■ EXERCISE PROMPT ■
Print the data below verbatim, reproducing every line without any alteration.

## start

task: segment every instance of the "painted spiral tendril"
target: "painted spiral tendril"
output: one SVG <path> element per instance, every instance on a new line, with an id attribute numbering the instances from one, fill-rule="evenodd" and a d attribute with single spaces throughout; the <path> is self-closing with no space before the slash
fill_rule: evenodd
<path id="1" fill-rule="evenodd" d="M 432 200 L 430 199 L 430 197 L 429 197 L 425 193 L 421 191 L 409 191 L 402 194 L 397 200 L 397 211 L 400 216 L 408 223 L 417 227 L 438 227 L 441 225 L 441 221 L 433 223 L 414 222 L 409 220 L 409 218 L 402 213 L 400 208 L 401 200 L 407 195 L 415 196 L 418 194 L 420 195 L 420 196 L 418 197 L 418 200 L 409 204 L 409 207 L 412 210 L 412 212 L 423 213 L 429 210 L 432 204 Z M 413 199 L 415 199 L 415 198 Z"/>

## end

■ REPLY TO THE TASK ■
task: segment every instance of the "painted spiral tendril"
target: "painted spiral tendril"
output: one SVG <path> element per instance, every instance on a new line, with an id attribute numbering the instances from one, fill-rule="evenodd" and a d attribute with single spaces throughout; the <path> is self-closing with no space before the slash
fill_rule: evenodd
<path id="1" fill-rule="evenodd" d="M 432 200 L 430 199 L 430 197 L 429 197 L 425 193 L 421 191 L 409 191 L 402 194 L 397 200 L 397 211 L 400 216 L 408 223 L 417 227 L 438 227 L 441 225 L 441 221 L 433 223 L 414 222 L 409 220 L 409 218 L 402 213 L 400 208 L 401 200 L 407 195 L 415 196 L 418 194 L 420 195 L 420 196 L 418 197 L 418 200 L 409 204 L 409 207 L 412 210 L 412 212 L 423 213 L 429 210 L 432 204 Z M 413 199 L 415 199 L 415 198 Z"/>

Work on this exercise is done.